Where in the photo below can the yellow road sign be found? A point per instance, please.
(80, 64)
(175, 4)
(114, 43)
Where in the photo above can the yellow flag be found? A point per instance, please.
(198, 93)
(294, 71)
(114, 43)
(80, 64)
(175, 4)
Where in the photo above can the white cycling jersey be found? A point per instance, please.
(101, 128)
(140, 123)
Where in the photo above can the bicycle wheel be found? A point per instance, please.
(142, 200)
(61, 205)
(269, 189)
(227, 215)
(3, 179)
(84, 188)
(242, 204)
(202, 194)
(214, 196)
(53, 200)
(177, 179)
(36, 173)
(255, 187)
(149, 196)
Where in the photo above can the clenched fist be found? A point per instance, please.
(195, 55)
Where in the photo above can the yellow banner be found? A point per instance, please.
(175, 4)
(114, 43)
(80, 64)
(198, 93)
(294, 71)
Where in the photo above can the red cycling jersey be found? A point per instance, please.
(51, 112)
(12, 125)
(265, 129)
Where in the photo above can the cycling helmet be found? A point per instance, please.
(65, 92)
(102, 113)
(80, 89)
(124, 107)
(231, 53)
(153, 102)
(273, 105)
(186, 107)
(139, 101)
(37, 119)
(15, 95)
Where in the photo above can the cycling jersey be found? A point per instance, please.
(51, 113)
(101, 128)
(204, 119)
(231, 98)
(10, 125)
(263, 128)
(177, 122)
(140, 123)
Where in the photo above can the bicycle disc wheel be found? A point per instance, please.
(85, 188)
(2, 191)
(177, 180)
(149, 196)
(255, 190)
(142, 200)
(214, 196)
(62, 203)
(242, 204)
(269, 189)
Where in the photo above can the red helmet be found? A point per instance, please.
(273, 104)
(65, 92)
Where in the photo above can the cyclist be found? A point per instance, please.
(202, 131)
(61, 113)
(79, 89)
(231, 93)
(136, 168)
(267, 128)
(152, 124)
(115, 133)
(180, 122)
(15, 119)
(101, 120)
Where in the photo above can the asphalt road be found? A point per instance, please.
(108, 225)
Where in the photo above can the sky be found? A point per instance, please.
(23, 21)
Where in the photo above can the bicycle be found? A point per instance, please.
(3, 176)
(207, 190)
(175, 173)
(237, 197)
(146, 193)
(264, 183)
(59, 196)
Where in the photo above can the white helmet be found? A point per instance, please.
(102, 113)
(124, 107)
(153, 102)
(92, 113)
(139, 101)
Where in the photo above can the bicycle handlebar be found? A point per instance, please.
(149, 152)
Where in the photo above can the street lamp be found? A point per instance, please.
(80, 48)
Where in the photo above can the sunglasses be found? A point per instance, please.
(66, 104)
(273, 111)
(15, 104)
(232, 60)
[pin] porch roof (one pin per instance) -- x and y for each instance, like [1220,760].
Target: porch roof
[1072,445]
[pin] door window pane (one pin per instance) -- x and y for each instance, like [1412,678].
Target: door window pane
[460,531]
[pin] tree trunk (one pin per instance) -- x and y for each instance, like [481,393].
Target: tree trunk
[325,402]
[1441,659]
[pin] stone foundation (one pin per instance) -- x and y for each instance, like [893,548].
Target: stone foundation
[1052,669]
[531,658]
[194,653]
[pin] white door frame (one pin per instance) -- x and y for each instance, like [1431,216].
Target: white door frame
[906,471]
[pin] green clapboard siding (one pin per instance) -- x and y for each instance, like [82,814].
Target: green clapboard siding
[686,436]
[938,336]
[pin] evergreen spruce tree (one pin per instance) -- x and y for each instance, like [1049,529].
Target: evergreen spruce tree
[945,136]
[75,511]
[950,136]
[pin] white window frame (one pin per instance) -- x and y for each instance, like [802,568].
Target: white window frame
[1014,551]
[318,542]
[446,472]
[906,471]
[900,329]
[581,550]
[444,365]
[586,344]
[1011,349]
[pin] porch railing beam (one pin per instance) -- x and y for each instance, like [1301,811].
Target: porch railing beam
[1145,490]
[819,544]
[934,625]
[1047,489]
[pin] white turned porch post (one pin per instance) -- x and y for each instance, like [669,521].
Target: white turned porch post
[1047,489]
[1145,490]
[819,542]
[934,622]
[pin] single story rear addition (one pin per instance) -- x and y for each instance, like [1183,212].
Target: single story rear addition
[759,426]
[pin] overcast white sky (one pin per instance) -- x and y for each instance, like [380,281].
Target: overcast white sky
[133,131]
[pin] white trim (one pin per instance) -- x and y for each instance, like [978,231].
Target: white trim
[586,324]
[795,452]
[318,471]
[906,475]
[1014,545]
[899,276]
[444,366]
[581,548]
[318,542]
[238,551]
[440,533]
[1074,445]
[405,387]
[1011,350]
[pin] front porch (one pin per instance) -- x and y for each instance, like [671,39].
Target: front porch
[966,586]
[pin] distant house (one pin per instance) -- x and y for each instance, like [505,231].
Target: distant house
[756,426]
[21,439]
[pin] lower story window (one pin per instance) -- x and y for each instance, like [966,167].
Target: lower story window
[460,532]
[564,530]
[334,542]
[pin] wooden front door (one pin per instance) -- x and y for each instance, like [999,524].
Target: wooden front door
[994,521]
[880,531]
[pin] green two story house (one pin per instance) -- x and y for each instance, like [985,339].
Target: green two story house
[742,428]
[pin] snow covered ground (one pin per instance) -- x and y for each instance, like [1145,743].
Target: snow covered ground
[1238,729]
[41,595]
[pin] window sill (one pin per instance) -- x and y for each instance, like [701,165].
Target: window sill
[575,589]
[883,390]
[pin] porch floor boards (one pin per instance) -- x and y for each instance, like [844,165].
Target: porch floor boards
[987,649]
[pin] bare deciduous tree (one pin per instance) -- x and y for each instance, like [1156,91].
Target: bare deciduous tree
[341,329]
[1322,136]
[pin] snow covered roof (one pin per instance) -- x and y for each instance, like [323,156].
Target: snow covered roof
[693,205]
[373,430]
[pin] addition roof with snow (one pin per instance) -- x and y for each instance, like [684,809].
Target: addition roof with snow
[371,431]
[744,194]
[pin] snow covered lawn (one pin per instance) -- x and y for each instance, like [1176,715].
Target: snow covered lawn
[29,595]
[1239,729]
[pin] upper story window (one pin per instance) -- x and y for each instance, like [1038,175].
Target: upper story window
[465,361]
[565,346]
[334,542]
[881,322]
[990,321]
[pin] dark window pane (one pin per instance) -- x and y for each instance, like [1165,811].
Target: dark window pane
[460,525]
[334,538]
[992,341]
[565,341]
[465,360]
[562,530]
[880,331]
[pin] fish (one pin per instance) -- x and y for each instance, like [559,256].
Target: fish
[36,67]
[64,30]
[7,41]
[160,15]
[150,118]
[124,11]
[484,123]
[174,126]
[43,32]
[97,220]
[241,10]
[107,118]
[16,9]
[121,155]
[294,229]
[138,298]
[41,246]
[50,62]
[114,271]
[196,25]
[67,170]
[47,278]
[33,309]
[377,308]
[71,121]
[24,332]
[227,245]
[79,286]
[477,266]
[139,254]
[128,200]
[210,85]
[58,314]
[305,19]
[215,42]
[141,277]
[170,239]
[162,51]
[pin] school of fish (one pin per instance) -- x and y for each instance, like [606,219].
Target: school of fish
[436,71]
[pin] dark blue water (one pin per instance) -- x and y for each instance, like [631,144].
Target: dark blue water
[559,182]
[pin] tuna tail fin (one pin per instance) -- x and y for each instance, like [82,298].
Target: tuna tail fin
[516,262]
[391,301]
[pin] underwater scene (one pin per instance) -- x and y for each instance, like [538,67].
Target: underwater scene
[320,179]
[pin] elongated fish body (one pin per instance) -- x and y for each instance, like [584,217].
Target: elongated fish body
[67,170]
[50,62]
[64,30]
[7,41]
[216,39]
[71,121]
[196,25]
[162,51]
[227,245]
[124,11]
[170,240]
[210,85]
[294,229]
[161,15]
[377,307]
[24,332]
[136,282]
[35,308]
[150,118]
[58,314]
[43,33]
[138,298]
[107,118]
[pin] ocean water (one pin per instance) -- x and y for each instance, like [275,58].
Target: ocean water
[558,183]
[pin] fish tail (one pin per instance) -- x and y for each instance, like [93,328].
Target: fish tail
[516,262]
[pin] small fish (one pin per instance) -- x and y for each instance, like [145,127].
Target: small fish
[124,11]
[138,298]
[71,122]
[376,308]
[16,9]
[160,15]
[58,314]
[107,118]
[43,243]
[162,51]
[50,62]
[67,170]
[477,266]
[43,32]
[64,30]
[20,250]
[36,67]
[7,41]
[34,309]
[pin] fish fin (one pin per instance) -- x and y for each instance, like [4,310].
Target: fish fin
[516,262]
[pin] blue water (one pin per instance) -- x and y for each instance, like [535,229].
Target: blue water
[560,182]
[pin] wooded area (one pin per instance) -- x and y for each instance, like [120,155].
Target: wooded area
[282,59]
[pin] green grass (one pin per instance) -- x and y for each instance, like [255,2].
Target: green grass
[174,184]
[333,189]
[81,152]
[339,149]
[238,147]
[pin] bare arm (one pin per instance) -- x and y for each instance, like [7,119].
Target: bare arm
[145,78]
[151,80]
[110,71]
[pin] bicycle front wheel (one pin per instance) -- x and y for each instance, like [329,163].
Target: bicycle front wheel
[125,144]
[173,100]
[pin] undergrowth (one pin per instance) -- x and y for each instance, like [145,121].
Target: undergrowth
^^^^^^^^
● **EXERCISE GOAL**
Respond with the lines above, from the one that holds "[pin] bare arm" to the end of the listing, each repeated exactly, and with no other material.

● **ANSWER TO THIS TASK**
[pin] bare arm (one pin per instance) -- x and y for each instance, like [7,119].
Target: bare arm
[145,78]
[151,80]
[110,71]
[pin] bicycle front wheel (one pin per instance) -- x and y for each instance, like [329,163].
Target: bicycle front wheel
[125,144]
[173,100]
[pin] undergrowth (one pin per instance) -- x and y for each instance, like [145,121].
Target: undergrowth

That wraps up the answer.